Directions → With the line containing "Looking at the picture above, whereabouts is the snowy" as the first and the final line of the entries as the last, repeat exactly the lines in that span, including both.

[Spatial localization data]
○ ○ ○ ○
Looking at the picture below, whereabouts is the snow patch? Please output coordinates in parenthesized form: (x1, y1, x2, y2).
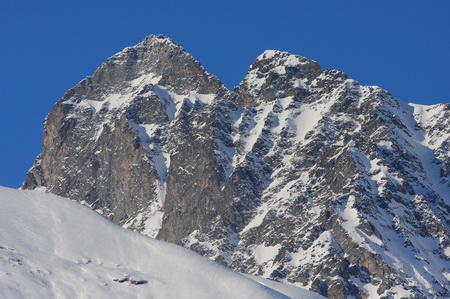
(339, 195, 376, 253)
(244, 274, 325, 299)
(241, 202, 270, 234)
(252, 243, 282, 265)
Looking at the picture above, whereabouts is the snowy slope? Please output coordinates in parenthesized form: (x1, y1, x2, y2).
(0, 186, 322, 299)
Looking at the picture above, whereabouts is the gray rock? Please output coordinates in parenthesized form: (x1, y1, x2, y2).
(23, 35, 450, 298)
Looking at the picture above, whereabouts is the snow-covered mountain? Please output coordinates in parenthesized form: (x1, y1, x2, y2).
(0, 186, 322, 299)
(23, 35, 450, 298)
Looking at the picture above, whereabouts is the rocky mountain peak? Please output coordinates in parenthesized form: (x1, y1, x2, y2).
(235, 50, 322, 106)
(23, 36, 450, 298)
(64, 34, 225, 103)
(253, 49, 321, 75)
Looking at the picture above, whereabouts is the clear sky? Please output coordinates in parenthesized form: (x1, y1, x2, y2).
(1, 0, 449, 188)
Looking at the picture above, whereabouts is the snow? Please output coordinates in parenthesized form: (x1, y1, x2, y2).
(284, 230, 341, 276)
(256, 50, 279, 61)
(244, 275, 325, 299)
(0, 186, 310, 299)
(231, 92, 336, 169)
(240, 202, 270, 234)
(404, 102, 450, 202)
(381, 285, 414, 298)
(292, 101, 329, 142)
(362, 282, 379, 299)
(122, 194, 164, 238)
(152, 85, 215, 120)
(75, 73, 162, 115)
(129, 73, 162, 88)
(252, 244, 282, 265)
(339, 196, 368, 249)
(412, 266, 432, 289)
(255, 50, 312, 68)
(242, 104, 272, 155)
(377, 140, 393, 150)
(214, 137, 236, 185)
(79, 98, 105, 113)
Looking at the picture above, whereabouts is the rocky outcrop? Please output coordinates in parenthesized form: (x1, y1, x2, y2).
(24, 35, 450, 298)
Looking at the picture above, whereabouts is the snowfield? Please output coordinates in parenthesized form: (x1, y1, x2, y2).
(0, 186, 322, 299)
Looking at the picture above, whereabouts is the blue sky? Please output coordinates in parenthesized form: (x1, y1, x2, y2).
(1, 0, 449, 188)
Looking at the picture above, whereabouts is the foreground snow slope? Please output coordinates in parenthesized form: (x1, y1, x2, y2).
(0, 186, 322, 299)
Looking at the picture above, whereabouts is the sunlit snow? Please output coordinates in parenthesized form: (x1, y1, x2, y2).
○ ○ ○ ○
Solution →
Looking at the picture above, whereabouts is the snowy slope? Please output coordinates in parenthesized form: (x1, y1, x2, y2).
(0, 186, 322, 299)
Looking at the picture above, whereabouts is the gray rock? Please output coordinates in parenthesized form: (x1, y1, x2, y2).
(23, 35, 450, 298)
Looking at the picture above, whereabouts is the snow-covered mountain? Please output coordinates in parenthesized form: (x1, y1, x2, y2).
(0, 186, 322, 299)
(23, 35, 450, 298)
Looking at the picture above, whereabouts is the rocky mountain peak? Please output coordinates in parenthesized form: (x1, y1, x2, y2).
(235, 50, 322, 106)
(23, 36, 450, 298)
(64, 34, 225, 103)
(253, 49, 321, 75)
Looking at the picture above, whereabouts is the clear sky? Please output coordinates in parenthesized form: (x1, y1, x2, y2).
(1, 0, 449, 188)
Looking at the picture above, whereabouts is the snow? Please output coordinates in parenthesized form: (x1, y1, x2, y2).
(284, 230, 341, 276)
(256, 50, 279, 61)
(244, 275, 325, 299)
(0, 186, 310, 299)
(231, 92, 336, 169)
(240, 202, 270, 234)
(404, 102, 450, 202)
(381, 285, 414, 298)
(292, 101, 329, 142)
(362, 282, 379, 299)
(122, 194, 164, 238)
(152, 85, 215, 120)
(75, 73, 162, 115)
(129, 73, 162, 88)
(252, 244, 282, 265)
(339, 196, 368, 249)
(412, 266, 432, 289)
(255, 50, 312, 68)
(242, 104, 272, 155)
(377, 140, 393, 150)
(214, 137, 236, 185)
(79, 98, 105, 113)
Looking at the picture above, whereabouts is the rocky outcrop? Please output coordinates in parenthesized form: (x1, y1, x2, y2).
(24, 35, 450, 298)
Looking at the picture above, whereabouts is the snowfield? Please output coordinates in parenthesized form: (x1, y1, x2, y2).
(0, 186, 322, 299)
Looking at the picture above, whereabouts is the blue sky? Please output coordinates in parenthesized form: (x1, y1, x2, y2).
(1, 0, 449, 188)
Looking at the picture above, whereabouts is the foreground snow slope? Please output coordinates in parenthesized form: (x1, y1, x2, y2).
(0, 186, 322, 299)
Looking at the picture above, whereabouts is the sunlit snow? Please output coordinates in parenthesized form: (x1, y1, x2, y2).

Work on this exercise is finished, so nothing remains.